## Assignment
From the listing below, put each line into a JSON list of strings, from the start of the listing through the line that contains "positive clicks: (479, 202)", with both ends included. Leave out blank lines and pictures.

## Entries shown
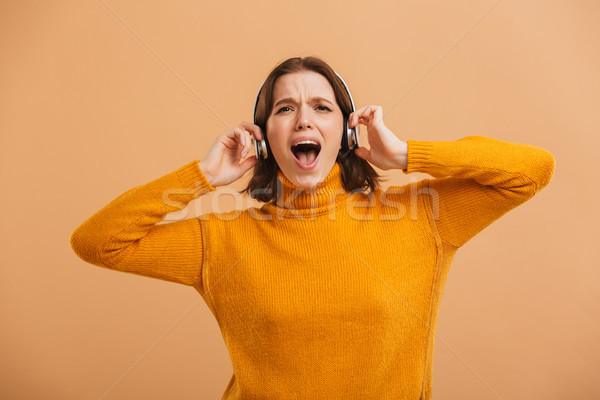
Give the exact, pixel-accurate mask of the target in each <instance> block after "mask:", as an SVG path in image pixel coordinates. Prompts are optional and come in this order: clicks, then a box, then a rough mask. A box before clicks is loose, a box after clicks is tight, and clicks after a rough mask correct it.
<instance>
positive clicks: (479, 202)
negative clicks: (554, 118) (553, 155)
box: [403, 136, 555, 248]
mask: <svg viewBox="0 0 600 400" xmlns="http://www.w3.org/2000/svg"><path fill="white" fill-rule="evenodd" d="M407 143H408V164H407V168H406V170H403V172H405V173H411V172H424V173H427V174H429V175H431V176H433V177H435V178H437V179H425V180H423V182H422V184H423V190H424V191H425V192H426V193H425V195H426V196H427V197H428V198H429V200H430V201H431V205H432V209H433V210H434V212H436V211H437V213H436V214H437V215H436V216H435V217H436V220H435V223H436V226H437V229H438V232H439V234H440V237H441V239H442V240H443V241H444V242H446V243H448V244H450V245H452V246H454V247H457V248H458V247H460V246H462V245H464V244H465V243H466V242H467V241H469V240H470V239H471V238H472V237H474V236H475V235H476V234H477V233H478V232H480V231H481V230H482V229H484V228H485V227H487V226H488V225H490V224H491V223H492V222H493V221H495V220H497V219H498V218H500V217H501V216H502V215H504V214H505V213H507V212H508V211H510V210H511V209H513V208H515V207H517V206H518V205H520V204H522V203H524V202H526V201H527V200H529V199H531V198H532V197H533V196H534V195H535V194H536V193H538V192H539V191H540V190H541V189H542V188H543V187H545V186H546V185H548V183H549V182H550V180H551V179H552V175H553V174H554V169H555V159H554V156H553V155H552V154H551V153H549V152H548V151H546V150H544V149H542V148H540V147H537V146H532V145H526V144H519V143H510V142H504V141H500V140H497V139H492V138H488V137H484V136H467V137H464V138H462V139H459V140H456V141H436V142H426V141H418V140H409V141H407Z"/></svg>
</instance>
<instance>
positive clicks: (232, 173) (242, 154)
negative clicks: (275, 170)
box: [198, 121, 262, 187]
mask: <svg viewBox="0 0 600 400" xmlns="http://www.w3.org/2000/svg"><path fill="white" fill-rule="evenodd" d="M252 138H256V139H258V140H262V132H261V131H260V128H259V127H258V125H254V124H251V123H249V122H245V121H242V122H241V123H240V125H238V126H237V127H235V128H233V129H230V130H228V131H227V132H225V133H224V134H222V135H220V136H219V137H218V138H217V139H216V140H215V142H214V143H213V144H212V146H211V147H210V149H209V150H208V153H207V154H206V156H205V157H204V158H203V159H202V160H201V161H200V162H199V163H198V165H199V166H200V169H201V170H202V173H203V174H204V176H205V177H206V179H208V181H209V183H210V184H211V185H212V186H213V187H217V186H223V185H228V184H230V183H231V182H234V181H236V180H238V179H239V178H241V177H242V176H243V175H244V174H245V173H246V171H248V170H249V169H250V168H252V167H254V166H255V165H256V163H257V162H258V159H257V158H256V157H248V158H247V159H246V160H245V161H243V162H241V163H240V161H241V160H242V159H243V158H244V157H246V156H247V155H248V152H249V151H250V149H252V148H254V146H253V143H252Z"/></svg>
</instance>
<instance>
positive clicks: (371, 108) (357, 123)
mask: <svg viewBox="0 0 600 400" xmlns="http://www.w3.org/2000/svg"><path fill="white" fill-rule="evenodd" d="M372 107H373V106H370V105H368V106H364V107H362V108H359V109H358V110H356V111H354V112H353V113H352V114H350V127H351V128H353V127H354V126H356V125H358V124H359V123H363V124H365V125H366V124H367V123H368V122H369V120H370V118H369V117H370V115H371V113H372Z"/></svg>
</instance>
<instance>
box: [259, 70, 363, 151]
mask: <svg viewBox="0 0 600 400" xmlns="http://www.w3.org/2000/svg"><path fill="white" fill-rule="evenodd" d="M333 72H335V71H333ZM335 74H336V75H337V77H338V78H340V81H341V82H342V85H344V89H346V93H348V97H350V104H352V112H354V111H355V110H356V109H355V108H354V101H353V100H352V95H351V94H350V90H348V86H346V82H344V80H343V79H342V77H341V76H340V75H339V74H338V73H337V72H335ZM265 80H266V79H265ZM264 84H265V82H263V83H262V85H260V89H258V93H257V94H256V102H255V103H254V112H253V114H252V117H253V120H252V122H253V123H254V124H255V125H256V107H257V106H258V99H259V97H260V92H261V90H262V87H263V85H264ZM348 117H349V115H346V114H344V127H343V132H342V148H341V150H340V151H343V152H344V153H343V155H342V156H344V157H345V156H346V155H347V154H348V153H349V152H350V151H352V150H354V149H355V148H357V147H358V146H359V144H358V126H355V127H354V128H348ZM261 131H262V134H263V138H264V139H263V140H256V139H255V140H254V149H255V150H256V158H258V159H261V158H262V159H265V158H267V157H269V154H271V147H270V146H269V141H268V140H267V132H266V129H262V127H261Z"/></svg>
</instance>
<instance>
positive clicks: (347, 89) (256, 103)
mask: <svg viewBox="0 0 600 400" xmlns="http://www.w3.org/2000/svg"><path fill="white" fill-rule="evenodd" d="M333 72H335V74H336V75H337V77H338V78H340V81H341V82H342V85H344V89H346V93H348V97H350V104H351V105H352V111H356V108H355V107H354V100H352V95H351V94H350V90H349V89H348V86H347V85H346V82H344V80H343V79H342V77H341V76H340V74H338V73H337V72H336V71H333ZM266 81H267V80H266V79H265V80H264V81H263V83H262V85H260V88H259V89H258V93H256V101H255V102H254V111H253V113H252V122H253V123H254V124H256V107H258V99H259V98H260V92H261V91H262V88H263V86H264V85H265V82H266Z"/></svg>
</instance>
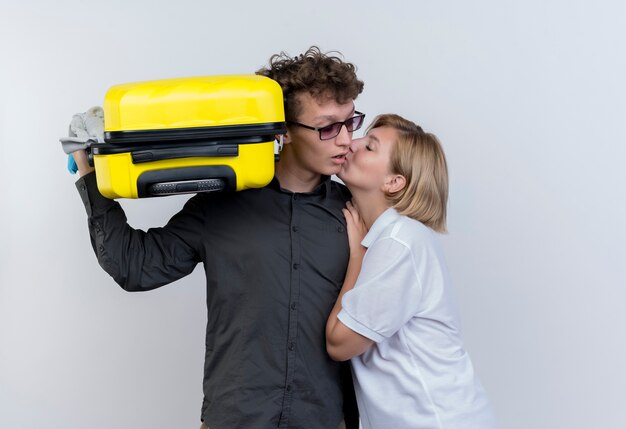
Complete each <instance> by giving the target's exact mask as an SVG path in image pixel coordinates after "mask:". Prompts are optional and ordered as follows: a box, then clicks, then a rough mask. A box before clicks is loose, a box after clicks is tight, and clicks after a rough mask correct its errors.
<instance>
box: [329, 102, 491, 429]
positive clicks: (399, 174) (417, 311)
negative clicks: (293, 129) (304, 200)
mask: <svg viewBox="0 0 626 429" xmlns="http://www.w3.org/2000/svg"><path fill="white" fill-rule="evenodd" d="M339 177H340V178H341V179H342V180H343V181H344V183H345V184H346V185H347V186H348V188H349V189H350V191H351V192H352V196H353V204H348V206H347V208H346V209H344V215H345V216H346V220H347V225H348V236H349V240H350V251H351V255H350V263H349V265H348V271H347V273H346V279H345V282H344V285H343V288H342V290H341V293H340V295H339V298H338V300H337V303H336V304H335V307H334V308H333V310H332V312H331V314H330V316H329V319H328V323H327V326H326V341H327V349H328V353H329V355H330V356H331V357H332V358H333V359H335V360H347V359H352V361H351V363H352V369H353V373H354V376H355V377H354V378H355V391H356V395H357V401H358V404H359V413H360V416H361V422H362V426H363V428H364V429H369V428H376V429H378V428H381V429H382V428H394V429H403V428H420V429H421V428H424V429H430V428H438V429H443V428H455V429H459V428H472V429H491V428H495V427H496V424H495V419H494V417H493V414H492V411H491V407H490V404H489V401H488V399H487V396H486V394H485V392H484V390H483V388H482V386H481V385H480V382H479V381H478V379H477V378H476V376H475V375H474V370H473V367H472V363H471V361H470V358H469V356H468V354H467V353H466V352H465V350H464V349H463V343H462V339H461V336H460V332H459V317H458V313H457V309H456V306H455V304H454V299H453V295H452V293H453V291H452V289H451V285H450V278H449V275H448V272H447V268H446V265H445V261H444V257H443V253H442V250H441V247H440V245H439V243H438V241H437V236H436V234H435V232H445V229H446V204H447V199H448V174H447V166H446V160H445V156H444V153H443V150H442V148H441V145H440V144H439V142H438V140H437V138H436V137H435V136H434V135H432V134H428V133H424V132H423V131H422V129H421V128H420V127H419V126H417V125H415V124H414V123H413V122H410V121H408V120H406V119H403V118H402V117H400V116H398V115H391V114H388V115H381V116H379V117H377V118H376V119H375V120H374V122H373V124H372V125H370V127H369V129H368V131H367V134H366V136H365V137H363V138H362V139H357V140H354V142H353V143H352V146H351V150H350V153H349V154H348V156H347V160H346V162H345V164H344V166H343V167H342V170H341V173H340V174H339ZM366 248H367V250H366Z"/></svg>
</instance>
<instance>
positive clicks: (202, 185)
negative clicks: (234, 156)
mask: <svg viewBox="0 0 626 429" xmlns="http://www.w3.org/2000/svg"><path fill="white" fill-rule="evenodd" d="M236 189H237V176H236V175H235V171H234V170H233V169H232V167H230V166H228V165H206V166H196V167H180V168H170V169H167V170H150V171H145V172H143V173H142V174H140V175H139V177H138V178H137V194H138V196H139V197H140V198H145V197H160V196H165V195H175V194H188V193H198V192H215V191H235V190H236Z"/></svg>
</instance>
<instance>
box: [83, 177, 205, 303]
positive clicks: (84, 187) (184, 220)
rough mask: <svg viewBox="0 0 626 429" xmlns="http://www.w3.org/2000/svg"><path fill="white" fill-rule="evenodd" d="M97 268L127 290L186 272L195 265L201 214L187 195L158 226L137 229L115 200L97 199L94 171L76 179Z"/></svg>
mask: <svg viewBox="0 0 626 429" xmlns="http://www.w3.org/2000/svg"><path fill="white" fill-rule="evenodd" d="M76 187H77V189H78V192H79V194H80V196H81V199H82V201H83V204H84V205H85V209H86V211H87V216H88V226H89V234H90V236H91V244H92V247H93V249H94V252H95V254H96V256H97V258H98V262H99V264H100V266H101V267H102V268H103V269H104V270H105V271H106V272H107V273H108V274H109V275H111V277H113V279H114V280H115V281H116V282H117V283H118V284H119V285H120V286H122V288H123V289H125V290H128V291H142V290H150V289H154V288H157V287H159V286H163V285H165V284H167V283H171V282H172V281H175V280H178V279H180V278H182V277H184V276H186V275H187V274H189V273H191V272H192V271H193V269H194V268H195V266H196V265H197V264H198V262H199V260H200V257H199V252H198V249H199V243H198V240H199V238H198V237H199V236H200V233H199V231H202V222H203V219H202V217H203V216H202V215H201V212H200V210H198V208H197V207H194V206H195V205H196V202H195V201H193V198H192V199H190V200H189V201H188V202H187V204H186V205H185V207H184V208H183V209H182V210H181V211H180V212H179V213H178V214H176V215H175V216H174V217H172V219H171V220H170V221H169V222H168V224H167V225H166V226H165V227H163V228H151V229H149V230H148V231H142V230H137V229H134V228H132V227H131V226H130V225H128V223H127V219H126V215H125V213H124V210H123V209H122V207H121V206H120V204H119V203H118V202H116V201H114V200H110V199H108V198H105V197H103V196H102V195H101V194H100V192H99V191H98V187H97V184H96V177H95V174H94V173H90V174H87V175H85V176H83V177H81V178H80V179H79V180H78V181H77V182H76Z"/></svg>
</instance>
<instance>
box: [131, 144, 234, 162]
mask: <svg viewBox="0 0 626 429" xmlns="http://www.w3.org/2000/svg"><path fill="white" fill-rule="evenodd" d="M130 154H131V157H132V159H133V164H141V163H143V162H153V161H162V160H165V159H176V158H193V157H212V158H213V157H223V156H238V155H239V145H237V144H229V145H215V144H213V145H210V146H196V147H181V148H161V149H146V150H137V151H132V152H131V153H130Z"/></svg>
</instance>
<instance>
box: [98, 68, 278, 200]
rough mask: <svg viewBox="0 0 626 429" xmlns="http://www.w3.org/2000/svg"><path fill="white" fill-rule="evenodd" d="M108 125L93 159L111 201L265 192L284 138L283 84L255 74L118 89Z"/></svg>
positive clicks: (104, 188)
mask: <svg viewBox="0 0 626 429" xmlns="http://www.w3.org/2000/svg"><path fill="white" fill-rule="evenodd" d="M104 124H105V129H104V131H105V132H104V141H105V142H104V143H99V144H94V145H92V147H91V152H92V157H93V164H94V166H95V169H96V179H97V182H98V189H99V191H100V193H101V194H102V195H104V196H106V197H108V198H144V197H154V196H164V195H172V194H181V193H195V192H207V191H227V190H232V191H240V190H243V189H247V188H258V187H263V186H265V185H267V184H268V183H269V182H270V181H271V180H272V177H273V175H274V158H275V156H274V141H275V138H276V135H278V134H284V133H285V132H286V128H285V114H284V108H283V94H282V90H281V88H280V85H279V84H278V83H277V82H275V81H273V80H271V79H269V78H267V77H264V76H257V75H233V76H204V77H193V78H179V79H167V80H158V81H149V82H138V83H128V84H122V85H116V86H113V87H111V88H110V89H109V91H108V92H107V94H106V96H105V100H104Z"/></svg>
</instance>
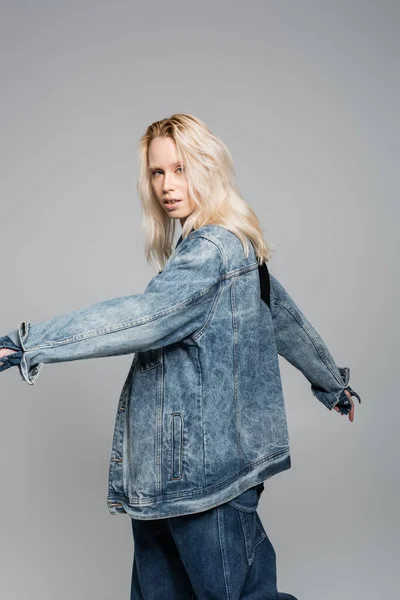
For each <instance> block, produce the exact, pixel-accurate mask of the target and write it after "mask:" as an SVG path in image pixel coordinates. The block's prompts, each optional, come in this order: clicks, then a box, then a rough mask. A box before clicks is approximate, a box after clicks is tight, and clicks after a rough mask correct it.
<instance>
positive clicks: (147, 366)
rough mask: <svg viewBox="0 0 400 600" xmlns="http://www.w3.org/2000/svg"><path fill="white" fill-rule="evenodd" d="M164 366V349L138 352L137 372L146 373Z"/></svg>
mask: <svg viewBox="0 0 400 600" xmlns="http://www.w3.org/2000/svg"><path fill="white" fill-rule="evenodd" d="M161 364H162V348H155V349H154V350H146V351H143V352H136V355H135V370H136V371H140V372H141V373H144V372H145V371H149V369H154V367H158V366H159V365H161Z"/></svg>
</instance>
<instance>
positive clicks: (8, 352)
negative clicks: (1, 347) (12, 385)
mask: <svg viewBox="0 0 400 600" xmlns="http://www.w3.org/2000/svg"><path fill="white" fill-rule="evenodd" d="M13 352H17V350H12V349H11V348H0V368H1V367H2V366H3V364H4V361H2V360H1V359H2V357H3V356H7V354H13ZM9 366H11V365H9Z"/></svg>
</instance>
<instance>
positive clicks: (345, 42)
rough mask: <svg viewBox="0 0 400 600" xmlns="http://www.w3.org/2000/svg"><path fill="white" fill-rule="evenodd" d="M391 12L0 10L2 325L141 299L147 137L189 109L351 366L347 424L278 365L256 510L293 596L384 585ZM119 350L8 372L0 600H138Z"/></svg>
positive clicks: (89, 5) (393, 559)
mask: <svg viewBox="0 0 400 600" xmlns="http://www.w3.org/2000/svg"><path fill="white" fill-rule="evenodd" d="M399 16H400V10H399V3H398V2H394V1H393V2H390V1H380V2H369V1H354V0H352V1H342V0H340V1H336V2H330V1H327V0H321V1H311V0H310V1H304V0H303V1H292V2H289V1H280V2H261V1H259V0H256V1H254V0H252V1H249V2H232V1H231V2H221V1H220V2H212V3H211V2H206V3H205V2H202V3H192V2H168V3H162V2H152V3H150V4H149V5H148V6H144V4H143V3H140V4H139V3H134V2H127V1H125V2H123V1H118V0H116V1H114V2H113V3H112V4H111V3H109V2H105V1H104V0H102V1H100V0H96V1H87V0H80V1H79V2H78V1H77V0H69V2H59V1H51V2H50V1H44V0H36V1H35V2H29V1H28V0H24V1H16V0H14V1H13V2H7V3H6V2H3V3H2V4H1V12H0V22H1V31H0V33H1V35H0V45H1V46H0V50H1V51H0V62H1V72H0V75H1V113H0V119H1V135H0V149H1V161H0V176H1V224H2V227H1V248H2V254H1V267H2V293H1V312H0V332H1V335H4V334H6V333H8V332H9V331H11V330H13V329H15V328H17V326H18V324H19V323H20V322H21V321H22V320H29V321H30V322H31V323H36V322H39V321H42V320H46V319H49V318H51V317H53V316H56V315H60V314H63V313H66V312H69V311H71V310H74V309H77V308H81V307H84V306H88V305H90V304H92V303H95V302H98V301H101V300H105V299H108V298H111V297H117V296H120V295H125V294H130V293H140V292H142V291H143V290H144V287H145V285H146V284H147V282H148V281H149V279H150V278H151V277H152V276H153V275H154V274H155V271H154V270H152V269H151V268H150V267H149V266H148V265H147V263H146V262H145V259H144V253H143V242H144V239H143V236H142V234H141V233H140V230H139V228H140V207H139V201H138V198H137V193H136V175H137V168H138V161H137V155H136V148H137V141H138V138H139V137H140V135H142V133H143V132H144V130H145V128H146V126H147V125H148V124H149V123H151V122H152V121H154V120H156V119H159V118H163V117H165V116H169V115H170V114H172V113H174V112H189V113H192V114H194V115H197V116H198V117H200V118H201V119H203V120H204V121H205V122H206V123H207V124H208V125H209V126H210V127H211V128H212V129H213V130H214V131H215V132H216V133H217V134H218V135H220V136H221V137H222V139H223V140H224V141H225V142H226V143H227V145H228V147H229V148H230V150H231V152H232V155H233V158H234V160H235V164H236V168H237V181H238V184H239V187H240V189H241V191H242V193H243V195H244V197H245V198H246V200H247V201H248V202H249V203H250V205H251V206H252V207H253V208H254V209H255V210H256V212H257V214H258V215H259V217H260V219H261V222H262V225H263V228H264V232H265V236H266V238H267V240H269V241H270V242H272V243H274V244H276V247H277V251H276V253H275V257H274V258H273V260H272V261H271V263H270V269H271V272H273V273H274V274H275V275H276V276H277V277H278V278H279V279H280V280H281V282H282V283H283V285H284V286H285V287H286V288H287V290H288V291H289V293H291V295H292V296H293V298H294V299H295V301H296V302H297V303H298V304H299V306H300V307H301V309H302V310H303V311H304V313H305V314H306V316H307V317H308V318H309V319H310V321H311V322H312V323H313V325H314V326H315V327H316V329H317V330H318V331H319V333H320V334H321V336H322V337H323V339H324V340H325V342H326V343H327V345H328V347H329V348H330V350H331V352H332V354H333V356H334V358H335V360H336V361H337V363H338V365H339V366H349V367H350V370H351V379H350V385H352V387H353V388H354V389H355V390H356V391H357V392H358V393H359V394H360V395H361V397H362V404H361V405H359V404H358V402H357V401H356V410H355V420H354V423H350V422H349V420H348V419H347V418H344V417H341V416H340V415H339V414H337V413H336V412H335V411H332V412H329V411H328V410H327V409H326V408H325V407H324V406H323V405H322V404H321V403H319V402H318V400H317V399H316V398H315V397H314V396H313V395H312V394H311V390H310V387H309V384H308V381H307V380H306V379H305V378H304V377H303V376H302V375H301V373H300V372H298V371H296V370H295V369H294V368H293V367H292V366H291V365H289V364H288V363H286V362H285V361H284V360H283V359H280V364H281V369H282V378H283V385H284V392H285V399H286V407H287V416H288V424H289V435H290V443H291V456H292V468H291V469H290V470H289V471H286V472H284V473H282V474H280V475H279V476H275V477H273V478H272V479H270V480H268V481H267V482H266V489H265V492H264V494H263V496H262V499H261V503H260V515H261V517H262V520H263V523H264V526H265V528H266V530H267V532H268V535H269V536H270V539H271V541H272V543H273V544H274V547H275V549H276V552H277V564H278V583H279V589H280V590H281V591H286V592H288V593H292V594H294V595H296V597H298V598H299V600H321V598H323V599H324V600H337V599H338V598H341V599H342V600H350V599H351V600H354V599H358V598H363V599H376V598H378V597H381V598H383V597H386V596H391V597H393V594H394V593H395V592H396V591H397V590H396V587H395V579H396V580H397V573H396V572H395V570H394V567H395V559H396V558H398V555H399V535H398V531H399V529H398V528H399V517H398V505H399V485H398V448H397V439H396V438H397V434H398V420H399V405H398V382H397V375H398V339H399V327H398V310H397V301H398V291H399V280H398V264H397V251H398V243H397V242H398V235H397V236H396V237H395V232H396V233H397V231H398V224H399V221H398V216H399V209H398V205H399V185H398V174H397V173H396V171H395V169H396V166H398V165H396V163H397V159H398V157H399V128H398V125H399V122H398V112H399V110H398V108H399V100H400V98H399V39H400V36H399ZM178 225H179V224H178ZM178 231H180V227H179V226H178ZM130 362H131V356H124V357H114V358H111V359H105V358H102V359H97V360H86V361H76V362H69V363H63V364H54V365H45V366H44V368H43V370H42V373H41V376H40V378H39V379H38V380H37V382H36V384H35V385H34V386H28V384H26V383H25V382H24V381H22V379H20V376H19V373H18V371H17V370H16V369H10V370H8V371H6V372H4V373H2V374H1V384H0V395H1V404H0V414H1V417H0V427H1V430H0V443H1V456H2V472H1V486H2V490H1V500H0V502H1V506H0V521H1V523H0V531H1V555H0V564H1V567H0V597H1V598H4V599H7V600H21V599H22V598H26V597H27V594H28V595H29V598H31V599H36V598H38V599H39V598H40V599H41V600H50V599H53V598H58V599H59V600H62V599H64V598H65V599H67V598H68V599H69V598H75V599H76V600H81V599H82V600H83V599H85V600H88V599H89V600H91V599H93V600H94V599H111V598H128V597H129V590H130V576H131V567H132V556H133V542H132V536H131V529H130V522H129V517H127V516H111V515H109V513H108V510H107V506H106V493H107V477H108V461H109V455H110V451H111V441H112V439H111V437H112V430H113V425H114V417H115V414H116V408H117V402H118V398H119V393H120V390H121V388H122V384H123V381H124V378H125V376H126V373H127V370H128V368H129V365H130ZM396 562H397V561H396Z"/></svg>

## Exercise solution
[
  "Give the exact, pixel-accurate mask of the target in each <instance> block after \"mask:\", as an SVG path in image pixel coordinates. Prompts are optional and come in this order: clicks, then a box, then a rough mask. A box before clicks is loose, a box after clicks is tight, and clicks after a rough mask correct it.",
  "<instance>",
  "positive clicks: (479, 202)"
]